Task:
Every line of the records must be repeated exactly; pictures stay out.
-- start of Given records --
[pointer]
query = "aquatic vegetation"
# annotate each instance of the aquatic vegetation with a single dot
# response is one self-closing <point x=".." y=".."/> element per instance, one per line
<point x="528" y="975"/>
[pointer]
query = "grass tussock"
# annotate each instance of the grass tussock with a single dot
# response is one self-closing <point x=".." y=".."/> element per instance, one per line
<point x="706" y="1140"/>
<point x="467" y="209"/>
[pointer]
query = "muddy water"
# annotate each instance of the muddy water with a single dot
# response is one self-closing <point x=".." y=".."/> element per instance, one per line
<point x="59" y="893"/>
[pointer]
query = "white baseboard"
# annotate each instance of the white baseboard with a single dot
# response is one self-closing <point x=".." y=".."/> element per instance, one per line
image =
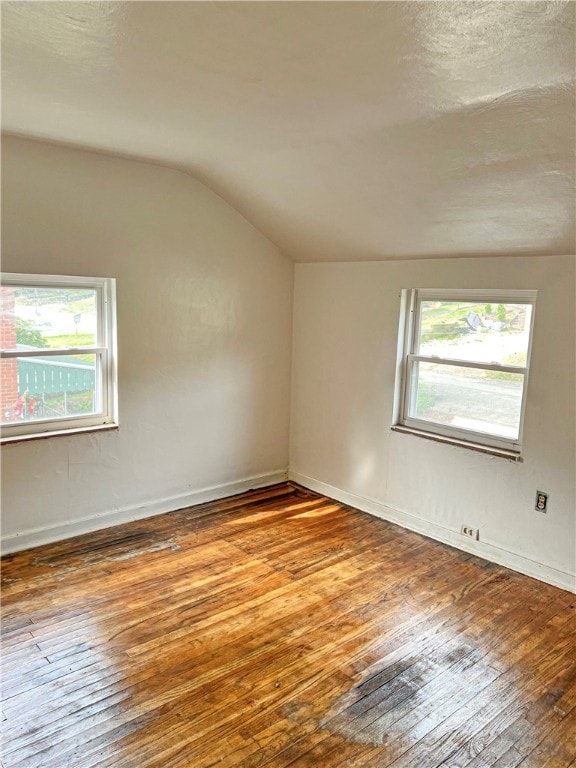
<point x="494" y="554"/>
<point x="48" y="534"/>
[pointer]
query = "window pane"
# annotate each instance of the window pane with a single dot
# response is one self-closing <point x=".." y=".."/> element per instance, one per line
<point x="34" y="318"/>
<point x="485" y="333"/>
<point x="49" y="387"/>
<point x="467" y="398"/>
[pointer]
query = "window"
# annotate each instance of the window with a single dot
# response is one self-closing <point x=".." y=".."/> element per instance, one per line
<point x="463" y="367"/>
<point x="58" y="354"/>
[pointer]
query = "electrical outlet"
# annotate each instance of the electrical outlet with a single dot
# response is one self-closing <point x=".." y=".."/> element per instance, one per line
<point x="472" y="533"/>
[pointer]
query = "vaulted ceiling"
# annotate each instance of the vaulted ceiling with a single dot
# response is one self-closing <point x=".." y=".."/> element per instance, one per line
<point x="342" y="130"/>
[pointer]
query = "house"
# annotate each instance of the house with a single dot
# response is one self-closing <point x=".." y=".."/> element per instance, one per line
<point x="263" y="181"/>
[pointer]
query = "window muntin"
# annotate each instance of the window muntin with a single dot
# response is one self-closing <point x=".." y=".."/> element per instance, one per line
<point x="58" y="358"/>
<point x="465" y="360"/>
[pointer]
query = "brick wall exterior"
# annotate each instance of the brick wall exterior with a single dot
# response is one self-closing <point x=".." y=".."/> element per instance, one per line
-- end of Given records --
Result of the exercise:
[pointer]
query = "aquatic vegetation"
# annotate each instance of the aquatic vegetation with a single dot
# response is one self-closing <point x=".." y=".."/> element per instance, one per line
<point x="528" y="975"/>
[pointer]
query = "grass tussock"
# annotate each instance of the grass tussock with a single dot
# response is one self-closing <point x=".." y=".."/> element per instance, one per line
<point x="706" y="1140"/>
<point x="467" y="209"/>
[pointer]
query = "muddy water"
# annotate each instance of the muddy water with a single dot
# response is one self-closing <point x=".." y=".."/> element per instance, one per line
<point x="59" y="893"/>
[pointer]
query = "white baseboard"
# annotate each instance of the white baseboard with a single dot
# response is one self-closing <point x=".." y=".."/> element per instance, one per line
image =
<point x="494" y="554"/>
<point x="48" y="534"/>
[pointer]
query = "window pane"
# annotate each instance of the window pane with a single dot
# response is one self-closing <point x=".." y=".."/> element per instance, one per line
<point x="34" y="318"/>
<point x="485" y="333"/>
<point x="49" y="387"/>
<point x="467" y="398"/>
[pointer]
query = "window"
# annotate each instance of the window with a single dot
# response is one self-closing <point x=".." y=".."/> element per instance, one per line
<point x="463" y="367"/>
<point x="58" y="354"/>
[pointer]
query = "electrical outlet"
# annotate each instance of the electrical outlet with a single dot
# response is one self-closing <point x=".." y=".."/> element per instance, one per line
<point x="472" y="533"/>
[pointer]
query = "vaulted ceiling"
# annotate each instance of the vaulted ceiling with a single dot
# response is one self-closing <point x=".." y=".."/> element per instance, one per line
<point x="342" y="130"/>
[pointer]
query = "house"
# annotate each instance of the house with a single dot
# response is one self-closing <point x=".." y=".."/> element per instance, one per line
<point x="263" y="181"/>
[pointer]
query = "window muntin"
# annotate each instance of the window muntin with a single dot
# response is one self-closing <point x=".." y=".."/> element per instance, one per line
<point x="58" y="358"/>
<point x="465" y="360"/>
[pointer]
query = "brick wall exterior"
# annotate each instance of the brick wall exterior with a single dot
# response is one self-closing <point x=".." y=".."/> element per instance, one per line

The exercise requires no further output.